本文抜粋:
========

卒業式シーズンを迎え、今年もSNSなどで話題になっているのが、PTAから卒業生に贈る「記念品問題」だ。
毎日新聞が2月28日付で〈PTA未加入で卒業記念品なし 「ほしいなら実費払って」は是か非か〉と題した記事を配信すると、ネットなどで大きな反響があった。
PTAに加入しない保護者が全国的に増えているなか、子供にとって晴れの舞台である「卒業式」をめぐり議論が巻き起こっている。
卒業に際してPTAから贈られる「記念品」には、卒業証書をしまう筒や、卒業年度や名入りの文具、小物が選ばれることが多いようだ。それらの代金は「PTA会費」から支出されるため、会員以外の児童生徒に贈ることには「ただ乗りだ」「貰うなら実費を負担すべき」などの批判が一部にある。

========

課題 A: 本文抜粋によると、PTAから贈られる卒業記念品の代金は何から支出されるか。

========

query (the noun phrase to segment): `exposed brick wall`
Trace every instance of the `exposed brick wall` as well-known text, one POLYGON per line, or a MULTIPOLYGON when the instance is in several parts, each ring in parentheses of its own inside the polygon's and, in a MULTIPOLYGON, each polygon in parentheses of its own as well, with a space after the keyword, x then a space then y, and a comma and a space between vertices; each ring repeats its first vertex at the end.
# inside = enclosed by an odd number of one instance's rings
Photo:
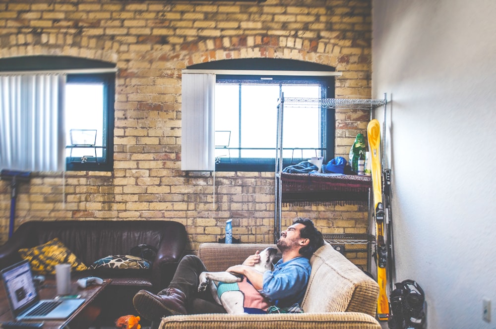
MULTIPOLYGON (((115 62, 119 68, 115 170, 36 174, 19 188, 16 225, 34 219, 177 220, 186 226, 188 249, 194 251, 223 235, 225 219, 233 218, 234 234, 243 242, 272 241, 273 173, 215 173, 214 200, 211 173, 181 170, 181 69, 230 58, 309 61, 343 72, 336 80, 336 97, 370 98, 370 0, 311 2, 0 0, 0 57, 70 55, 115 62)), ((347 155, 369 117, 337 111, 336 155, 347 155)), ((9 191, 0 182, 2 241, 9 191)), ((326 232, 363 233, 366 211, 285 207, 283 225, 299 216, 315 219, 326 232)))

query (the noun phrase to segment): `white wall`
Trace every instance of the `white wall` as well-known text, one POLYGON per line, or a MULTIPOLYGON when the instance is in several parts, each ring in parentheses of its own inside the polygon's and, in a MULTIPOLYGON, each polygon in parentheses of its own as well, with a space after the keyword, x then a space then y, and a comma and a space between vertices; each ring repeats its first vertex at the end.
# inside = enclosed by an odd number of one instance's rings
POLYGON ((496 328, 496 2, 373 0, 372 19, 396 281, 424 288, 429 328, 496 328))

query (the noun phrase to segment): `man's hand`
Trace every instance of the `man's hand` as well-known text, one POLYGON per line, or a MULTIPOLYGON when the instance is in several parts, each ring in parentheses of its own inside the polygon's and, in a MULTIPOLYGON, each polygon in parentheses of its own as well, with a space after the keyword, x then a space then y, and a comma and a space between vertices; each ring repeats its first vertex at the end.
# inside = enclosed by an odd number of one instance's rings
POLYGON ((260 255, 259 254, 260 254, 260 250, 257 250, 255 252, 254 255, 248 256, 248 258, 243 262, 243 265, 247 266, 253 266, 255 264, 258 264, 260 263, 260 255))
MULTIPOLYGON (((252 256, 256 256, 256 254, 252 256)), ((250 256, 250 257, 251 257, 252 256, 250 256)), ((258 261, 259 262, 260 256, 258 256, 258 261)), ((253 268, 244 265, 235 265, 234 266, 230 267, 227 271, 228 272, 239 273, 245 275, 250 280, 251 284, 255 287, 255 289, 257 290, 262 289, 263 284, 263 275, 258 271, 254 270, 253 268)))

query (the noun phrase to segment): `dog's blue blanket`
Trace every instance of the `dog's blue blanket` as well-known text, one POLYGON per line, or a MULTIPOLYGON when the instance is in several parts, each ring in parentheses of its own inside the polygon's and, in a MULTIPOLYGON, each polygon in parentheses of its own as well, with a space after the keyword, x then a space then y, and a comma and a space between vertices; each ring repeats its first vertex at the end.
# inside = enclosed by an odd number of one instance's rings
POLYGON ((308 161, 302 161, 298 164, 288 165, 282 169, 282 172, 288 173, 309 173, 313 170, 318 171, 318 167, 308 161))

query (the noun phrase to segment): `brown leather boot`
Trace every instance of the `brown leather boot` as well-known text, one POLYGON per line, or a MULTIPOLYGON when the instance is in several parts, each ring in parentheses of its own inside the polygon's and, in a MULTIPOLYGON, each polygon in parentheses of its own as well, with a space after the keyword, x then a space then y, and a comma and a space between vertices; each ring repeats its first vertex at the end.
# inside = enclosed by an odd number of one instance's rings
POLYGON ((132 299, 139 315, 150 321, 159 321, 163 317, 186 314, 186 295, 175 288, 169 288, 154 295, 146 290, 138 291, 132 299))

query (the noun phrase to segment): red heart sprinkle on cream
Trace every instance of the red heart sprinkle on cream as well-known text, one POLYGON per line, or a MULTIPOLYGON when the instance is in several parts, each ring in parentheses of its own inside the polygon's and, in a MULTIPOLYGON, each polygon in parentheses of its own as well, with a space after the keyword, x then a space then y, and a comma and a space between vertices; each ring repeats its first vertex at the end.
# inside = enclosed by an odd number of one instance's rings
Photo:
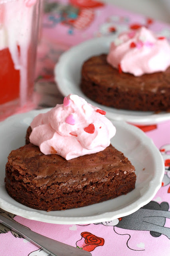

========

課題 B: レコードから、文字列「query」を含む行をすべて抜き出す。

最終結果 A: PTA会費から支出される。

最終結果 B:
query (the noun phrase to segment): `exposed brick wall`
query (the noun phrase to segment): `white wall`
query (the noun phrase to segment): `man's hand`
query (the noun phrase to segment): `dog's blue blanket`
query (the noun phrase to segment): `brown leather boot`
query (the noun phrase to segment): red heart sprinkle on cream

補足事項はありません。